=== Problem ===
Since the pictures are not wanted, copy only the text of every record exactly.

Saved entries
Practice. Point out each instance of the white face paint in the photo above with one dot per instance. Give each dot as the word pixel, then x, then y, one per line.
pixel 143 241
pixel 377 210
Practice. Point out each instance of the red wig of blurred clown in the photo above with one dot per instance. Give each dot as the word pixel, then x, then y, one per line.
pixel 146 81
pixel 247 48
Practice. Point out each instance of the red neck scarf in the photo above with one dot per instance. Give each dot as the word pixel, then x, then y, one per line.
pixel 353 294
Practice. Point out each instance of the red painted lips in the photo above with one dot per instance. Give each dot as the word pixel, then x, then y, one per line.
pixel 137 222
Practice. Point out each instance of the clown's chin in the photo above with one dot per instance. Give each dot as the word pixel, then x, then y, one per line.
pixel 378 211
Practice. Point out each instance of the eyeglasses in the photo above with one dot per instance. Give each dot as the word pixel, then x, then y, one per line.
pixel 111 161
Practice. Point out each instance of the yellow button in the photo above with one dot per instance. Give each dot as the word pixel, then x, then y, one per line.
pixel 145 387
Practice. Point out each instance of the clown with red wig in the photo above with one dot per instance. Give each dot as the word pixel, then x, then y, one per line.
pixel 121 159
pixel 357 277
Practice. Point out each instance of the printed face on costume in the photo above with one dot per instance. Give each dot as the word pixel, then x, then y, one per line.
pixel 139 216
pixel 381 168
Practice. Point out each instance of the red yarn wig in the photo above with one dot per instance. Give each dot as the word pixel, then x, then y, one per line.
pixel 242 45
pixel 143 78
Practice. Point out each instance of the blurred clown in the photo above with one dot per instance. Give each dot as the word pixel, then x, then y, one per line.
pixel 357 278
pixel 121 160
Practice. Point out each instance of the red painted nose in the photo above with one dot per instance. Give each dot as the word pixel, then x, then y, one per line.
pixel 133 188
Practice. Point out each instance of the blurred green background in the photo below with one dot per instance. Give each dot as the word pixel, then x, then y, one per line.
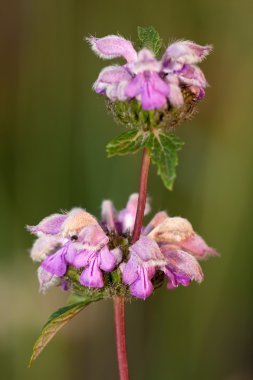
pixel 52 138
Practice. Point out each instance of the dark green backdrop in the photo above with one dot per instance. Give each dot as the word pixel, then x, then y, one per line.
pixel 52 138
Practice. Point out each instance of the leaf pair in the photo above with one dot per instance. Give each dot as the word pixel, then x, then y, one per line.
pixel 162 147
pixel 59 319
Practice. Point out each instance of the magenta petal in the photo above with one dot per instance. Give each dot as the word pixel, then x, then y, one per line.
pixel 117 254
pixel 142 287
pixel 130 271
pixel 175 95
pixel 186 52
pixel 46 279
pixel 107 260
pixel 113 46
pixel 50 225
pixel 183 265
pixel 92 275
pixel 71 254
pixel 56 263
pixel 157 219
pixel 192 76
pixel 134 87
pixel 83 258
pixel 159 85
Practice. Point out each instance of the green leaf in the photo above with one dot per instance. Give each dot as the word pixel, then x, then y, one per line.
pixel 149 38
pixel 128 142
pixel 163 148
pixel 56 321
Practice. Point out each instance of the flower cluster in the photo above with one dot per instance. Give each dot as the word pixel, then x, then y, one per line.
pixel 167 245
pixel 152 82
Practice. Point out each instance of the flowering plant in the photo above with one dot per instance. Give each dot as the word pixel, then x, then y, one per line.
pixel 117 256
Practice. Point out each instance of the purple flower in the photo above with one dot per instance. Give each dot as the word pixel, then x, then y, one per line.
pixel 168 244
pixel 177 233
pixel 143 77
pixel 76 239
pixel 93 255
pixel 144 258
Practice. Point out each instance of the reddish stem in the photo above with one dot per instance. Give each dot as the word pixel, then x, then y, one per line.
pixel 119 312
pixel 142 196
pixel 119 302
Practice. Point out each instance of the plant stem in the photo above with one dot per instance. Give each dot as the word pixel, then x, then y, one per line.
pixel 142 195
pixel 119 302
pixel 119 312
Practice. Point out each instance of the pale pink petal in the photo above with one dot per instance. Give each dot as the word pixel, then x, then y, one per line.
pixel 186 52
pixel 126 217
pixel 92 275
pixel 147 251
pixel 108 215
pixel 50 225
pixel 44 246
pixel 76 220
pixel 92 237
pixel 198 247
pixel 113 46
pixel 172 230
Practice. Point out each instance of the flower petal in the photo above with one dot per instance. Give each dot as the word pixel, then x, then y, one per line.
pixel 175 96
pixel 77 219
pixel 198 247
pixel 46 279
pixel 192 76
pixel 158 218
pixel 113 74
pixel 117 254
pixel 92 275
pixel 113 46
pixel 92 238
pixel 107 260
pixel 142 287
pixel 108 215
pixel 130 271
pixel 135 86
pixel 83 258
pixel 70 254
pixel 44 246
pixel 147 252
pixel 181 263
pixel 185 52
pixel 145 62
pixel 56 263
pixel 172 230
pixel 126 217
pixel 50 225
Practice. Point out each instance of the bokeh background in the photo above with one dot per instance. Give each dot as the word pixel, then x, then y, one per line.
pixel 52 138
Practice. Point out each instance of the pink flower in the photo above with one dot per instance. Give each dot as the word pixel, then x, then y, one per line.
pixel 143 77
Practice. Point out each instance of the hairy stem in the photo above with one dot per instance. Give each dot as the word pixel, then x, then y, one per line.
pixel 142 195
pixel 119 302
pixel 119 312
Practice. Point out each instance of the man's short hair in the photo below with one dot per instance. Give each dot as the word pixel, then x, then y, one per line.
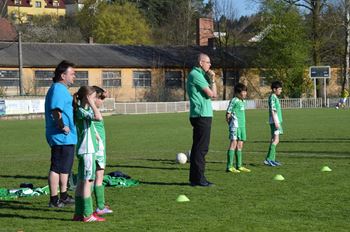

=== Reply ===
Practice. Point out each instance of the white face paint in the photo above with one dot per instance. Give each dot as the word pixel, then x, then y, one per line.
pixel 143 241
pixel 377 210
Practice. Point out each instance of the red wig of blurred clown in the photo above with one dot per instance. Give each dot as the word pixel, then x, then y, one per line.
pixel 146 81
pixel 247 48
Practice. Point out each instance of the red neck scarf in the photo above with one dot per instance. Give each dot as the word pixel, then x, then y, one per line.
pixel 353 294
Practice. Point out each instance of the red painted lips in the photo above with one dot per instance. Give each dot as the word pixel, then x, then y, one per line.
pixel 137 222
Practice. Point out each instance of the clown's chin in the photo above with one dot per instance. Give each dot as the word pixel, then x, then y, one per line.
pixel 378 211
Practice. Point out each instance of the eyeglasses in the photo above with one dot per instance. Give each dot as the word pixel, then x, then y, one per line.
pixel 111 161
Practice. Point out each instance of the yellow button in the photo above with one dot per instance. Give each dot as the word pixel, then x, then y, one per line.
pixel 145 387
Practice. Point out each instance of the clown with red wig in the photo above with one dot per instance. Give each dot as the word pixel, then x, then y, one per line.
pixel 121 159
pixel 357 277
Practice. Point out each instance of the printed face on costume in the photo above with one dot per instance. Give each dot as the word pixel, then x, then y, one per line.
pixel 139 216
pixel 381 168
Practice. Point out each instance of the red yarn wig in the photo above with one dot per instance. Give each dot as the word pixel, then x, then y, one per line.
pixel 242 45
pixel 143 78
Practice. Point out each instance of the blurred clown in the photo above with one dot per instance. Give each dot as the word pixel, then x, then y, one per line.
pixel 357 278
pixel 121 160
Practice. Point out each instance of the red painted nose in the photo above with one dot per instance. Give each dot as the word pixel, then x, then y, one per line.
pixel 133 188
Practice. Point out each instance of the blurred green background in the photo below with one dot per instance. Give each dot as the word pixel, then x, then y, one per line.
pixel 52 138
Practice. Point out each instance of the dark green backdrop in the photo above with one dot per instance. Give each dot as the word pixel, then x, then y, one per line.
pixel 52 138
Practice. Point out each instance of the leaf pair in the photo above with one dot per instance. Give each dot as the word pixel, then x, then y, one per line.
pixel 162 147
pixel 59 319
Practice. Point out each instance of the magenta petal in the photo above with one dot per instance. Give each dot as the word pixel, then x, then y, one per line.
pixel 117 254
pixel 142 287
pixel 130 271
pixel 175 95
pixel 186 52
pixel 46 279
pixel 107 260
pixel 113 46
pixel 50 225
pixel 183 265
pixel 92 275
pixel 71 254
pixel 56 263
pixel 157 219
pixel 192 76
pixel 134 87
pixel 83 258
pixel 159 85
Practice. Point out each instance of the green leaf in the photo above with one dot per instance. Give each dot as the word pixel, then x, then y, one per line.
pixel 149 38
pixel 128 142
pixel 163 148
pixel 56 321
Practice. Point out each instance of the flower cluster in the photo above with one dot per instance. Give each dot as the word pixel, then x, then y, one per line.
pixel 167 245
pixel 152 82
Practice. Point out each instance of the flowering plant in the photo above with one dot per instance. Give each dot as the word pixel, then x, then y, one per line.
pixel 117 256
Practice. Point out each instance of the purple flower in the photo above with one dot per instance. Give each dot as the word pixel, then x, then y, one per line.
pixel 168 244
pixel 177 233
pixel 143 77
pixel 76 239
pixel 93 255
pixel 144 258
Practice. Point out each instance of the reddish stem in the photo above with one dot per instance. Give each dot as the word pixel, then x, then y, one per line.
pixel 119 312
pixel 142 196
pixel 119 302
Practice. Point out each instance of the plant stem in the photo above with one dot per instance. Give each dot as the word pixel, then x, then y, one per line.
pixel 142 195
pixel 119 302
pixel 119 312
Practice. Point out each instance of the pale pink petal in the photo above with one dot per instance. Give each dot as the word pixel, then x, then y, one per line.
pixel 186 52
pixel 126 217
pixel 92 275
pixel 147 251
pixel 108 215
pixel 50 225
pixel 44 246
pixel 76 220
pixel 92 237
pixel 198 247
pixel 113 46
pixel 172 230
Practice. Point out each instance of the flower petal in the photo above with one dot per instance. Give each dot as the word pixel, then x, then y, one per line.
pixel 175 96
pixel 77 219
pixel 198 247
pixel 46 279
pixel 192 76
pixel 158 218
pixel 113 74
pixel 117 254
pixel 92 275
pixel 113 46
pixel 92 238
pixel 107 260
pixel 142 287
pixel 108 215
pixel 130 271
pixel 135 86
pixel 83 258
pixel 70 254
pixel 44 246
pixel 147 252
pixel 181 263
pixel 185 52
pixel 145 62
pixel 56 263
pixel 172 230
pixel 126 217
pixel 50 225
Practice. Point out each instance of the bokeh background in the photo above with one dot per instance. Give each dot as the word pixel, then x, then y, one per line.
pixel 52 138
Practice. Point out each instance of the pink flower in the photo above with one dot per instance. Give each dot as the word pixel, then x, then y, one per line.
pixel 143 77
Practice. Point out each instance of the hairy stem in the photo above with one dot per instance. Give each dot as the word pixel, then x, then y, one per line.
pixel 142 195
pixel 119 302
pixel 119 312
Practice. Point out each instance of the man's short hair in the photo below with one dot per instance. Give each dot as the word pixel, then x, then y, one per line.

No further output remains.